--- Start of Provided data ---

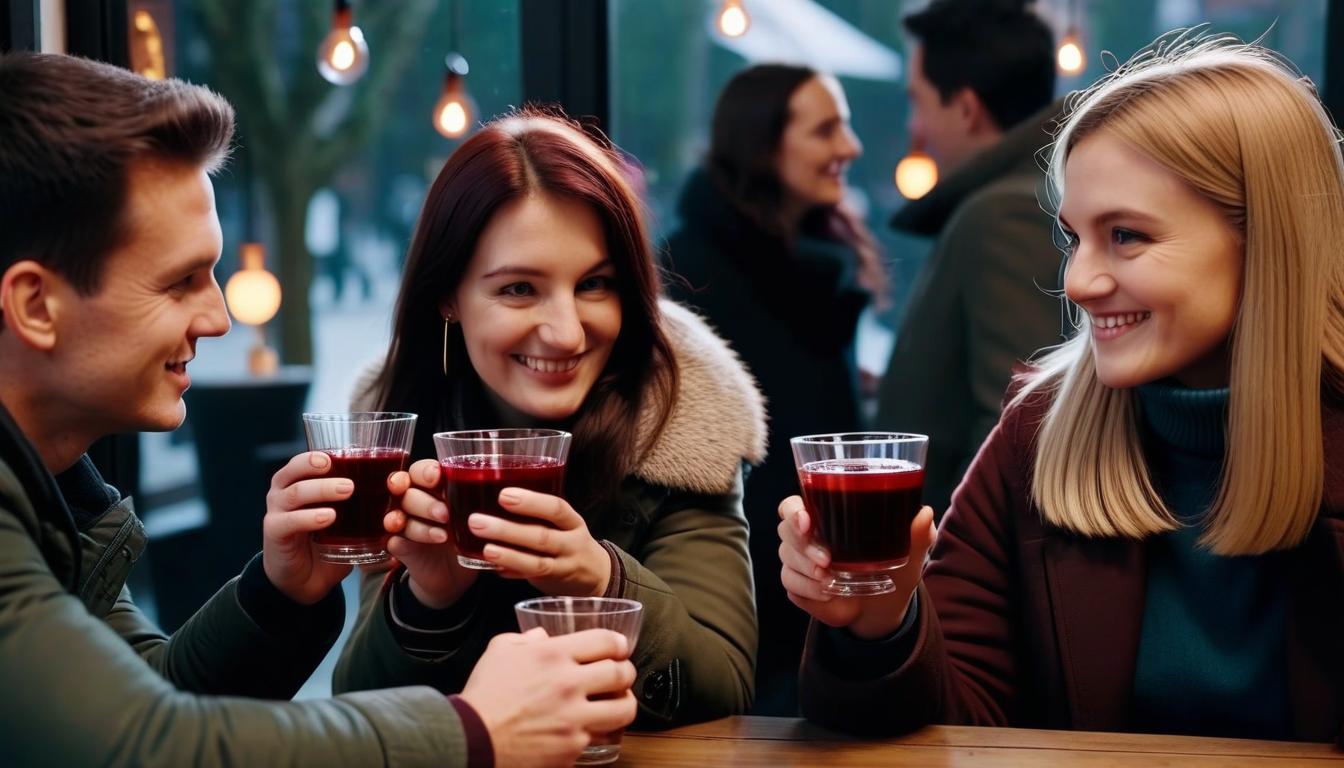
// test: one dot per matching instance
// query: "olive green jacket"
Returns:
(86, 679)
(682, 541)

--- End of Provided data ---
--- Start of Provided data ---

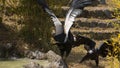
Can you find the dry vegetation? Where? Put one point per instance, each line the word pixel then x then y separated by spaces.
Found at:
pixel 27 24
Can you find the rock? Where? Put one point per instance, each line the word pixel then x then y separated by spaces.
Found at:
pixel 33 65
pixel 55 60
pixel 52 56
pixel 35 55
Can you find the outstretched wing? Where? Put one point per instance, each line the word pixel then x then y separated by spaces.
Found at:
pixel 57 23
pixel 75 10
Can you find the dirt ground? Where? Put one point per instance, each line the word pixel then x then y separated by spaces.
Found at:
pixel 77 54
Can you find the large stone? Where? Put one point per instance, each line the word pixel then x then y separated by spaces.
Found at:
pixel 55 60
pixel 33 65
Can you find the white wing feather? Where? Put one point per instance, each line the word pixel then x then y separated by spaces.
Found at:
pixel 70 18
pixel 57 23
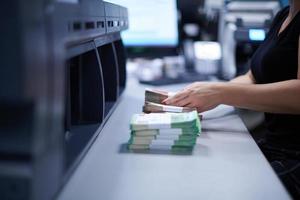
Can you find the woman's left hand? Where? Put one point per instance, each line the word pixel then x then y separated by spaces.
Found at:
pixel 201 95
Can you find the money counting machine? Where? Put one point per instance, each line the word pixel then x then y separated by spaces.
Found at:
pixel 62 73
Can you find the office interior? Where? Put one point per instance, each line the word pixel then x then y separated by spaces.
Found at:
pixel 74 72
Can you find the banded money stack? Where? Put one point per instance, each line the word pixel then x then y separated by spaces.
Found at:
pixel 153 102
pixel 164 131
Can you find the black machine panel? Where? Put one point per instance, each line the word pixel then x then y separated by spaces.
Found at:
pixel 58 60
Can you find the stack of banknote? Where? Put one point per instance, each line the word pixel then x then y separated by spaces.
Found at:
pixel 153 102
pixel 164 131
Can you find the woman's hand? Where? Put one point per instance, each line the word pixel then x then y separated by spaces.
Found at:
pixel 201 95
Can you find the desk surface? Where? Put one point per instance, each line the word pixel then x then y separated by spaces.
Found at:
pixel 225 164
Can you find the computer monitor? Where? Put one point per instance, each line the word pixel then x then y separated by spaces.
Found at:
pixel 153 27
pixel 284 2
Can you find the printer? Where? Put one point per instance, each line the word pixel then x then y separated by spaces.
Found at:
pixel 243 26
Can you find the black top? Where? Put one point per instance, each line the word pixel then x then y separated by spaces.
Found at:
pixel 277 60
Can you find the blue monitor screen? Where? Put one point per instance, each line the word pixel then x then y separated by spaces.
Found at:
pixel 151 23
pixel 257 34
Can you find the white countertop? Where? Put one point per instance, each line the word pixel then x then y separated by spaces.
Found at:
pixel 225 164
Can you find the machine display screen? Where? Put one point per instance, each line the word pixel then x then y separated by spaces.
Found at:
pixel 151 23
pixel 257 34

--- End of Provided data ---

*Objective*. Retype word for word every line of the records from the one containing "Can you find the large" through the one containing "pixel 284 2", both included, but leave out the picture lines.

*Correct response*.
Can you find the large stone? Where? Put one point per instance, each line the word pixel then x then y separated by spaces.
Found at:
pixel 55 60
pixel 33 65
Can you find the white wing feather? Where? Put one point per instance, each line the word pixel then x then y separated by spaces.
Found at:
pixel 70 18
pixel 57 23
Can you find the woman's left hand? Where? Put one point per instance, each line the word pixel then x then y separated by spaces.
Found at:
pixel 201 95
Can you find the money counting machine? Where? Put one point per instance, each line the word pixel then x then y separated by spaces.
Found at:
pixel 62 73
Can you find the office interior? Where? Put one point per instance, each line the word pixel then x then y separated by spaces.
Found at:
pixel 74 72
Can you find the banded money stack? Where? Put one point per instance, each line the word pixel then x then y separated by spaces.
Found at:
pixel 153 102
pixel 164 131
Can you find the black machine panel? Where? Put one point per instance, each line the word pixel then x then y separated by spaces.
Found at:
pixel 58 60
Can you find the stack of banknote? Where? Put one point per instance, each line the word pixel then x then y separated by spaces.
Found at:
pixel 153 102
pixel 164 131
Can you find the woman's hand? Where? Put one point per instance, each line the word pixel then x then y separated by spaces.
Found at:
pixel 201 95
Can you find the desk surface? Where? Put one point per instance, each line the word pixel then x then y separated by spaces.
Found at:
pixel 225 164
Can you find the computer monitor? Where? Put one point per instance, each line the word pixel then x then y separated by spaces.
Found at:
pixel 153 27
pixel 284 2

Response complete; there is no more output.